> Excerpted text
Last night I receive a worrying text from him. It said that he’s flipped out, it was always going to happen, he’s leaving London but thanks for being there. So I call him and he’s telling me that he flipped out after I told him to fuck off at my party. I assure you that did not happen. He makes stuff up to be upset about. He said he kind of loves me, that he’s glad that he’s said is and it’s out loud now. Well what do you say to that? I opted for “don’t say that, you know I don’t feel the same way.” then made my excuses after a few niceties so he didn’t think I was being a complete bitch.
It’s a bit disturbing to be honest. Here you have a guy one minute telling you he’s unhinged and the second telling you he loves you. Not really the safest mixture and what do I do now? I have a friend who’s flipping out and needs people around him but at the same time I can’t encourage him or lead him on.
Introducing John
I was still maintaining the last remaining contact from traditional dating sites. We hadn’t slept together yet, he wanted to wait. We have been speaking on msn now for around 3 months and seen each other 4 times recently. But it’s started to get a bit soppy. Don’t get me wrong I’m as much to blame, I kind of got caught up in having someone really into me. Saying sweet things and stuff, it made me smile.
But recently it’s been getting more and more intense until last night he said something about wanting to see me in such a way that it made me shudder. Then I look down at my phone and see 2 text messages from the men I’m arranging to meet for sex next week. He has no idea about this side of me as a person, he’s falling for the sweet girlfriend material person I’ve been having fun putting on for him. All of a sudden my conscious gets the better of me. I’m leading him on and I need to end it.
So this morning I sent him an email. I know you’re probably thinking that’s a bit of a cop out and I agree totally. But the thing is I can’t properly get the message across when I have to actually say it.
In a nutshell it said that I freaked out because of what he said, I can’t move on from my ex, I’m being selfish and doing things he wouldn’t approve of. That I like him but timing is wrong.
He’s tried to talk to me on msn today but his Hey
message looked like he hadn’t got mine yet. I haven’t spoken to him since but we were supposed to see each other tonight, so I presume the fact he hasn’t been in touch means he’s got the message. I feel bad but at the same time I was honest, I hope respectful and it’d best to say it than carry on with something that’s wrong.

> Tasks to carry out
- a) According to the dating blog excerpt, for roughly how long has the writer been speaking with John on msn?
- b) Transcribe the stored data word for word, beginning with its first line and continuing through the line that contains "box: [176, 995, 262, 1038]".

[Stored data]
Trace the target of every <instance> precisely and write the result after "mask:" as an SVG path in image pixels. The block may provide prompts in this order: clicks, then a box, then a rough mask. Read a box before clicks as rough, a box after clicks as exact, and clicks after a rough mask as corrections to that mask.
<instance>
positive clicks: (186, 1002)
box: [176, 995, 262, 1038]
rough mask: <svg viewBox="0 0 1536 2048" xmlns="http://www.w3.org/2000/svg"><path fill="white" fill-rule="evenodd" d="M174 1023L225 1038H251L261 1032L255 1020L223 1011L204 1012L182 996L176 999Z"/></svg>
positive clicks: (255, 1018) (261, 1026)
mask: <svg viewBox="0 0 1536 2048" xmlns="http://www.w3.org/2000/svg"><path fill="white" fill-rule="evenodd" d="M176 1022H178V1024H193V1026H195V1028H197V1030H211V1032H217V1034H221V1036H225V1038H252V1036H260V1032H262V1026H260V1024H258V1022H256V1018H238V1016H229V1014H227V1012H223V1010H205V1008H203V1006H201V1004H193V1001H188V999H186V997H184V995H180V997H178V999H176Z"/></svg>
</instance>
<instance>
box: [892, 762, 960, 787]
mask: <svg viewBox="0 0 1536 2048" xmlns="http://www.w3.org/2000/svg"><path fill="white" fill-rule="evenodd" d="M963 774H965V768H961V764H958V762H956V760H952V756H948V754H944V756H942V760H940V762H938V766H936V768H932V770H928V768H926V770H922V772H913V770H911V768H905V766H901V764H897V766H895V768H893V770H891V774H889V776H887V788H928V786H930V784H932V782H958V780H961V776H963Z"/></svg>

> Answer list
- a) Around 3 months.

- b)
Trace the target of every <instance> precisely and write the result after "mask:" as an SVG path in image pixels. The block may provide prompts in this order: clicks, then a box, then a rough mask. Read a box before clicks as rough, a box after clicks as exact, and clicks after a rough mask as corrections to that mask.
<instance>
positive clicks: (186, 1002)
box: [176, 995, 262, 1038]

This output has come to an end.